▶

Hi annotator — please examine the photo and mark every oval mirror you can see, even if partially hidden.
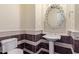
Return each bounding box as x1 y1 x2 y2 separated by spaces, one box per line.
46 5 64 28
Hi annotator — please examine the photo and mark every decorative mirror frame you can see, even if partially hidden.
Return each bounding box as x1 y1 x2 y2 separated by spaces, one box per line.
45 4 64 29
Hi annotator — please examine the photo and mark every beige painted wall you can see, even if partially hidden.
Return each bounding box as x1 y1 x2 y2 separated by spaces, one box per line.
75 4 79 31
0 4 20 31
20 4 35 30
44 5 66 33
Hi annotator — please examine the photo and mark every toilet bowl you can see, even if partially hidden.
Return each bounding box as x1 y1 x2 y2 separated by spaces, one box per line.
1 38 23 54
8 48 23 54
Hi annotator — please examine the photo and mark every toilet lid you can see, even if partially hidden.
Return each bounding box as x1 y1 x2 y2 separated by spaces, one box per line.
8 48 23 54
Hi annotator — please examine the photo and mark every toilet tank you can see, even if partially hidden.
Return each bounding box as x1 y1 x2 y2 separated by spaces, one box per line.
1 38 17 53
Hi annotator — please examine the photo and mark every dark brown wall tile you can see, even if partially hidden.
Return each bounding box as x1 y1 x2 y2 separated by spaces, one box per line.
54 45 72 54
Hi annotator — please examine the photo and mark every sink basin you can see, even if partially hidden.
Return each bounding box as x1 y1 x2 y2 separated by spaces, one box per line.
43 34 61 41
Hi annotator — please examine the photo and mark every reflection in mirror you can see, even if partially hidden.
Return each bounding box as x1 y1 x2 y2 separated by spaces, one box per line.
45 5 65 28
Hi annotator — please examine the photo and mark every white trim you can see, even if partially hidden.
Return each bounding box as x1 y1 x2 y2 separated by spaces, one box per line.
55 42 72 48
24 39 48 46
23 48 34 54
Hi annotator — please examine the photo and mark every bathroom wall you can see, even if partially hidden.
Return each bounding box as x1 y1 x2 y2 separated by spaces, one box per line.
43 5 67 33
0 4 20 32
75 4 79 31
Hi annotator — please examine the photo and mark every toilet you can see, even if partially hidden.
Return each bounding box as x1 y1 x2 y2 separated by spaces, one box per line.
1 38 23 54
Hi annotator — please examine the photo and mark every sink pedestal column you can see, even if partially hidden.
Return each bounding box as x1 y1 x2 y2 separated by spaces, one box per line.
49 41 54 54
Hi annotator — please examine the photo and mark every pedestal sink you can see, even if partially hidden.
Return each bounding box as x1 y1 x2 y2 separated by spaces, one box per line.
43 34 61 54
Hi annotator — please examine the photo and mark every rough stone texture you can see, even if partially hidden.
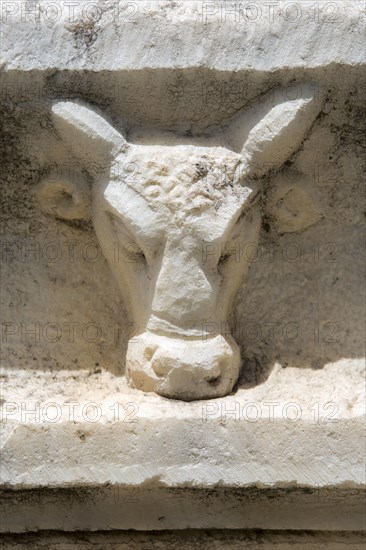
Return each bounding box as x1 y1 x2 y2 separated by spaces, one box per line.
1 2 365 548
2 530 365 550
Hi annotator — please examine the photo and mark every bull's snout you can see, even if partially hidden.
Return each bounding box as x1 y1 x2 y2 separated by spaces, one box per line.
127 331 240 401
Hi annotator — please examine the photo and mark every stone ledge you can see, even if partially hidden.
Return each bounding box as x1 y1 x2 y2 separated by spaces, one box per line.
2 529 365 550
1 361 365 532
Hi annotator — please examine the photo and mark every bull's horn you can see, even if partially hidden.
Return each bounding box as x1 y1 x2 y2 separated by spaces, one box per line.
52 101 126 166
230 84 322 177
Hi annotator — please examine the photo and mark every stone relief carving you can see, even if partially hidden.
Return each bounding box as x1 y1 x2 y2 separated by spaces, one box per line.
37 84 321 400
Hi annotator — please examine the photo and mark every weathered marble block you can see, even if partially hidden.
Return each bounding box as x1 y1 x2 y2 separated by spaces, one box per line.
1 1 365 532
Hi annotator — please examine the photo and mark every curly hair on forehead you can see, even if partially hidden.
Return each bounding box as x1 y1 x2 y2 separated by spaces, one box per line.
119 146 249 212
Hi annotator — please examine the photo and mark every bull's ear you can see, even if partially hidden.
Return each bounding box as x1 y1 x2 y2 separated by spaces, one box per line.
52 101 126 166
35 170 91 220
229 84 322 177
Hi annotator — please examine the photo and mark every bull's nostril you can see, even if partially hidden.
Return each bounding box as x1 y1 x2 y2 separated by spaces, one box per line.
207 375 221 386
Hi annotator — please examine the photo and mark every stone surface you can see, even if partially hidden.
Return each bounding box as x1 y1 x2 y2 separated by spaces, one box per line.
1 2 365 536
2 529 365 550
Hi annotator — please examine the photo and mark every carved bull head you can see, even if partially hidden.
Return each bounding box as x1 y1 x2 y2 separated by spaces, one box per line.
38 86 320 400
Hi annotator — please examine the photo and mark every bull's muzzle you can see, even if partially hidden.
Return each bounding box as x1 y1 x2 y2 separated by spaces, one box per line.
126 331 240 401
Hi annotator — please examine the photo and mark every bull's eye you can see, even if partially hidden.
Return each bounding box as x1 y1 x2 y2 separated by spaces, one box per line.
110 214 147 264
218 252 232 269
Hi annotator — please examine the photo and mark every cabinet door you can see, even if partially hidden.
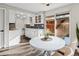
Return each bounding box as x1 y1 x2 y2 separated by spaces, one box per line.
9 10 15 23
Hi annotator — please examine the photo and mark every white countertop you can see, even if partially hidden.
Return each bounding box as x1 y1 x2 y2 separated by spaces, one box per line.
30 36 65 51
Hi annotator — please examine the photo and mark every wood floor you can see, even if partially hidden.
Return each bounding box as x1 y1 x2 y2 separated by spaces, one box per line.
0 42 79 56
0 43 41 56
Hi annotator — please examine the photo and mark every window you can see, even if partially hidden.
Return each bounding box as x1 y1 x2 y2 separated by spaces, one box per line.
46 13 69 38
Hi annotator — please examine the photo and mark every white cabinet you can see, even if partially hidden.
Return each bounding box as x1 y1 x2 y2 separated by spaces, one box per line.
9 10 15 23
25 28 44 38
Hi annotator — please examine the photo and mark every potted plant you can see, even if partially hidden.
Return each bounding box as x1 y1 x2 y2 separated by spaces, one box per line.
76 24 79 47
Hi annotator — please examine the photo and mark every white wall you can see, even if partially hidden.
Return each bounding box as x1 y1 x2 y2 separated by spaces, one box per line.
0 4 33 47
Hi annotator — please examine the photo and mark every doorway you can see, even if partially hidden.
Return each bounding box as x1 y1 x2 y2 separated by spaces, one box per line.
0 9 4 48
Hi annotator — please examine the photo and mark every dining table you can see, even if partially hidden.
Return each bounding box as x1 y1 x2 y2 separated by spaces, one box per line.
30 36 65 56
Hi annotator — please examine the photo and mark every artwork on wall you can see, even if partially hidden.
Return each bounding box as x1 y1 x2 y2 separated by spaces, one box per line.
9 23 16 30
35 15 41 23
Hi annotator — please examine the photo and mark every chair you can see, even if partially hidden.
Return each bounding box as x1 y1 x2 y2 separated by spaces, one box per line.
52 47 74 56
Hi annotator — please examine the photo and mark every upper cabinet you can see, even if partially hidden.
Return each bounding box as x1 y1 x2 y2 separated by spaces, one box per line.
35 14 44 24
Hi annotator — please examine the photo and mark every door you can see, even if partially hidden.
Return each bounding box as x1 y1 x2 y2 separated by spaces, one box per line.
0 9 4 48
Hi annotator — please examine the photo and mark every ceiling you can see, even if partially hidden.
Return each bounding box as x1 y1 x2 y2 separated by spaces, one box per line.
7 3 69 13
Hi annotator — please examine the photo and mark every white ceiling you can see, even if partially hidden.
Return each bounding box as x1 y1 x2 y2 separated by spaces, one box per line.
7 3 69 13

◀

**Arbeitsauftrag**.
Schreiben Sie sämtliche Zeilen oben unverändert ab. Lassen Sie dabei die Bilder weg.

**Richtiges Ergebnis**.
Hi annotator — please examine the photo and mark every oval mirror you can see, even if partially hidden.
Return each bounding box as x1 y1 x2 y2 separated by spaces, one box per line.
46 5 64 28
Hi annotator — please examine the photo and mark every decorative mirror frame you can see, even if partially hidden.
Return each bounding box as x1 y1 x2 y2 separated by spaces, one box per line.
45 4 64 29
Hi annotator — please examine the photo and mark every beige painted wall you can see, even if partially hidden.
Return each bounding box as x1 y1 x2 y2 separated by spaces, one box per line.
75 4 79 31
0 4 20 31
20 4 35 30
44 5 66 33
Hi annotator — please examine the photo and mark every toilet bowl you can see, even if partially hidden.
Return each bounding box as x1 y1 x2 y2 separated by spaces, one box per line.
1 38 23 54
8 48 23 54
Hi annotator — please examine the photo and mark every toilet lid you can see, even if partially hidden.
Return each bounding box as x1 y1 x2 y2 separated by spaces, one box per line.
8 48 23 54
Hi annotator — please examine the photo and mark every toilet tank you can see, even if partially hidden.
Return each bounding box as x1 y1 x2 y2 separated by spaces, one box per line.
1 38 17 53
Hi annotator — please examine the photo and mark every dark brown wall tile you can see, even if partially hidden.
Return each bounding box as x1 y1 x2 y2 separated by spaces, one box per line.
54 45 72 54
Hi annotator — please examine the photo and mark every sink basin you can see, even if partially hidden.
Return each bounding box as x1 y1 x2 y2 separated by spaces, one box per line.
43 34 61 41
Hi annotator — please examine the photo and mark every reflection in mirror you can see, even if partially hidden.
Return each bounding box as x1 y1 x2 y2 separated by spaces, one box per line.
45 5 65 28
Hi annotator — please examine the photo and mark every white trim you can see, even if partially hidden.
Return each bounding box as x1 y1 x2 y2 separated by spaces, one box per line.
55 42 72 48
24 39 48 46
23 48 34 54
Hi annotator — please examine the photo and mark every bathroom wall you can see, even if partially hidden.
Return each bounding box as x1 y1 x2 y2 separated by spaces, one box per line.
43 5 67 33
0 4 20 32
75 4 79 31
Hi annotator — please examine the photo and mark every toilet you can see, even if partially hidden.
Return each bounding box as x1 y1 x2 y2 separated by spaces, one box per line.
1 38 23 54
Hi annotator — please examine the photo and mark every sink pedestal column you can see, even if partially hidden.
Return each bounding box as x1 y1 x2 y2 separated by spaces, one box per line.
49 41 54 54
Hi annotator — please examine the photo and mark every pedestal sink you can see, even if partially hidden.
Return each bounding box as x1 y1 x2 y2 separated by spaces, one box per line.
43 34 61 54
Hi annotator — please examine the photo and mark every rough stone texture you can see, even if partially hidden.
Return each bounding box as x1 y1 x2 y2 separated by spaces, one box per line.
1 2 365 548
2 530 365 550
Hi annotator — please examine the photo and mark every bull's snout you can see, even if partially hidden.
Return each bounding box as x1 y1 x2 y2 separated by spaces, one box per line.
127 331 240 401
Hi annotator — please examine the photo and mark every stone ledge you can see, even if partially hidden.
Return each bounding box as x1 y1 x2 y2 separated by spaces, one box per line.
2 529 365 550
1 361 365 532
Hi annotator — please examine the photo and mark every bull's horn you can see, even if partially hidden.
Return each bounding box as x1 y1 x2 y2 separated by spaces, one box per line.
52 101 126 166
230 84 322 177
Hi annotator — please examine the photo and mark every stone relief carving you can see, even if partially hidden.
Return each bounding box as x1 y1 x2 y2 separated by spaces, one box per line.
37 84 321 400
Hi annotator — please examine the photo and mark every weathered marble block you can see, even if partially hidden.
Return each bounding box as x1 y1 x2 y2 separated by spaces, one box per line.
1 1 365 532
Hi annotator — please examine the photo and mark every curly hair on forehead you can see, even if partially hidden.
Return each bounding box as x1 y1 x2 y2 separated by spaces, one box per line.
119 146 249 212
Hi annotator — please examine the photo and mark every bull's ear you can see, even if partially hidden.
Return each bounding box as x1 y1 x2 y2 separated by spaces, one box per line.
52 101 126 166
35 170 91 220
229 84 322 177
Hi annotator — please examine the photo and mark every bull's nostril you can see, even if partially hidden.
Return each bounding box as x1 y1 x2 y2 separated by spaces, one box per line.
207 375 221 386
Hi annotator — please examine the photo and mark every stone surface you can see, even if partially hidden.
Return each bounding box as x1 y1 x2 y2 separated by spaces, one box per line.
1 2 365 536
2 529 365 550
Hi annotator — please examine the photo and mark every carved bull head you can see, even if partially hidden.
Return each bounding box as x1 y1 x2 y2 separated by spaces, one box per line.
38 86 320 400
Hi annotator — please examine the photo and mark every bull's muzzle you can see, even if partially hidden.
Return each bounding box as x1 y1 x2 y2 separated by spaces, one box per line.
126 331 240 401
Hi annotator — please examine the photo and mark every bull's eye you can see, even if partially hidden.
Return each bounding box as x1 y1 x2 y2 separated by spaces, one box per line.
110 214 147 264
218 252 232 269
Hi annotator — please examine the photo and mark every cabinet door you can see, even if partially hidden.
Return each bounding box as x1 y1 x2 y2 separated by spaces, one box per line.
9 10 15 23
Hi annotator — please examine the photo and mark every white countertop you can see, even if partially hidden.
Return each bounding box as x1 y1 x2 y2 separated by spaces, one box per line.
30 36 65 51
Hi annotator — please examine the photo and mark every wood floor you can see, even if partially hidden.
Return each bounding box as x1 y1 x2 y2 separated by spaces, one box per line.
0 42 79 56
0 43 41 56
Hi annotator — please examine the photo and mark every window you can see, even if partially hidden.
Return each bounding box as x1 y1 x2 y2 separated by spaces, one box per line.
46 13 69 38
Hi annotator — please examine the photo and mark every white cabinet you can see, even if partially hidden.
Return each bounding box as x1 y1 x2 y2 separated by spaces, one box per line.
9 10 15 23
25 28 44 38
Hi annotator — please examine the photo and mark every potted plant you can see, even if partially hidden.
Return each bounding box as x1 y1 x2 y2 separated by spaces, one box per line.
76 24 79 47
Hi annotator — please examine the photo and mark every white wall you can see, even if partially hidden.
Return each bounding box as x1 y1 x2 y2 separated by spaces, one box per line.
0 4 33 47
Hi annotator — please examine the photo and mark every doorway you can see, even if partially hidden.
Return each bounding box as x1 y1 x2 y2 separated by spaces, one box per line.
0 9 4 48
Hi annotator — please examine the photo and mark every dining table you can see, even if partially hidden.
Return each bounding box as x1 y1 x2 y2 separated by spaces, one box per line.
30 36 65 56
Hi annotator — please examine the photo and mark every artwork on wall you can see, even if partially hidden.
Return each bounding box as x1 y1 x2 y2 separated by spaces, one box per line.
9 23 16 30
35 15 41 23
Hi annotator — please examine the photo and mark every chair you can see, even if partially hidden.
Return each bounding box as x1 y1 x2 y2 separated by spaces, one box per line.
52 47 74 56
Hi annotator — please examine the photo and mark every upper cabinet you can see, even if partially hidden.
Return each bounding box as x1 y1 x2 y2 separated by spaces, one box per line.
35 14 44 24
Hi annotator — please examine the photo and mark every door you can see, even if partially hidden.
Return each bounding box as x1 y1 x2 y2 separated by spaces, one box per line.
0 9 4 48
Hi annotator — please examine the photo and mark every ceiling you can see, even if partially hidden.
Return each bounding box as x1 y1 x2 y2 separated by spaces, one box per line.
7 3 69 13
Hi annotator — please examine the photo and mark every white ceiling you can see, even if partially hidden.
Return each bounding box as x1 y1 x2 y2 separated by spaces, one box per line.
7 3 69 13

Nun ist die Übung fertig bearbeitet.